» **Excerpted data**:

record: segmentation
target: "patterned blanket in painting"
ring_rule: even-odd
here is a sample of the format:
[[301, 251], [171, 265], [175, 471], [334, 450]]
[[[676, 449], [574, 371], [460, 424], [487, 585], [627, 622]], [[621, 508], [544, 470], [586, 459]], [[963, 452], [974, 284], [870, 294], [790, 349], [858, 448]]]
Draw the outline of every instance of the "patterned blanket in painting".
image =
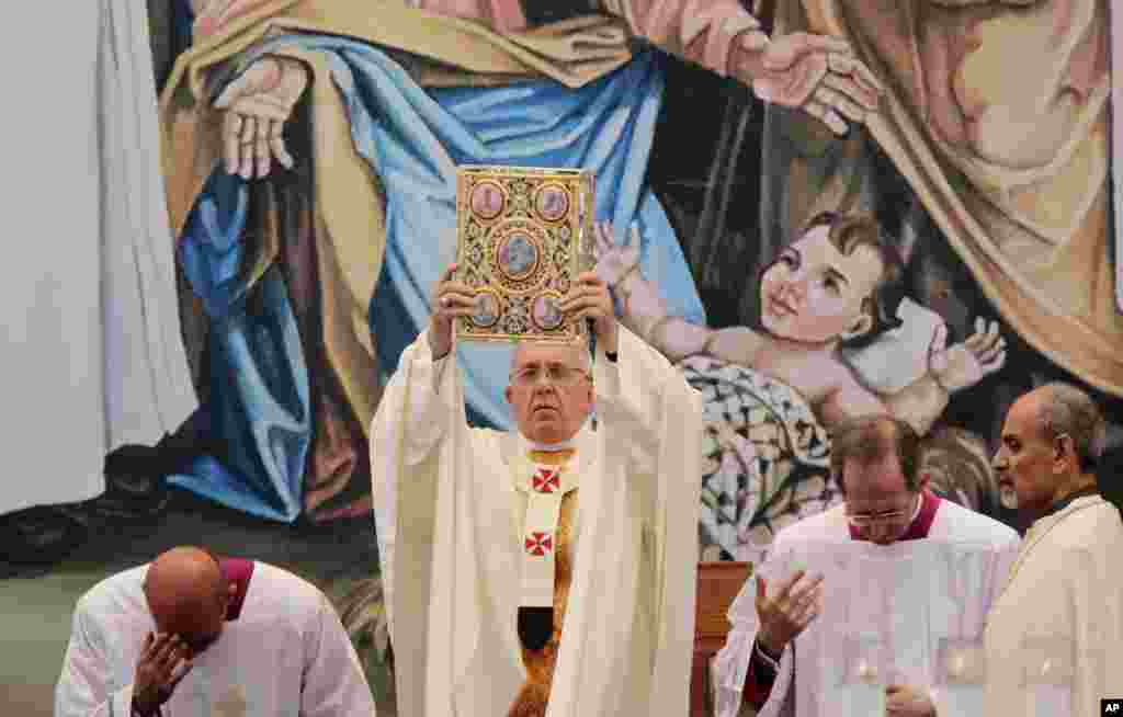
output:
[[795, 389], [705, 356], [679, 368], [705, 403], [702, 560], [739, 560], [841, 495], [830, 477], [830, 438]]

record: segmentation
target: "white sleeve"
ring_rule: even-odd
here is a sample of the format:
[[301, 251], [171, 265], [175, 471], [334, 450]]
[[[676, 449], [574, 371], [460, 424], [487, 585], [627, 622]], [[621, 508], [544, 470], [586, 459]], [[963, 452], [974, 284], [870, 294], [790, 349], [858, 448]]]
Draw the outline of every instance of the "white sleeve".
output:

» **Task instructions**: Turn every line of the entries above into a numbered list, skipping blank lines and leaving out the pictures.

» **The result**:
1. record: segmentation
2. target: "patterned blanket in painting"
3. ring_rule: even-odd
4. here is a sample of the format:
5. [[301, 251], [171, 265], [175, 471], [334, 450]]
6. [[[676, 449], [574, 371], [460, 424], [487, 585], [627, 622]], [[621, 508], [544, 470], [586, 459]], [[963, 452], [974, 284], [870, 294], [790, 349], [858, 448]]]
7. Draw the outline of every instance of the "patterned blanket in painting".
8. image =
9. output:
10. [[795, 389], [705, 356], [679, 368], [705, 403], [702, 560], [739, 560], [841, 495], [830, 477], [830, 438]]
11. record: segmentation
12. target: "white sleeve"
13. ring_rule: even-odd
14. here is a sample of the format:
15. [[301, 251], [171, 265], [175, 471], [334, 450]]
16. [[[676, 449], [574, 371], [460, 424], [487, 585], [627, 622]], [[621, 508], [544, 470], [586, 459]], [[963, 452], [974, 284], [870, 294], [790, 349], [858, 448]]]
17. Draw the outline of every instance of the "white sleeve".
18. output:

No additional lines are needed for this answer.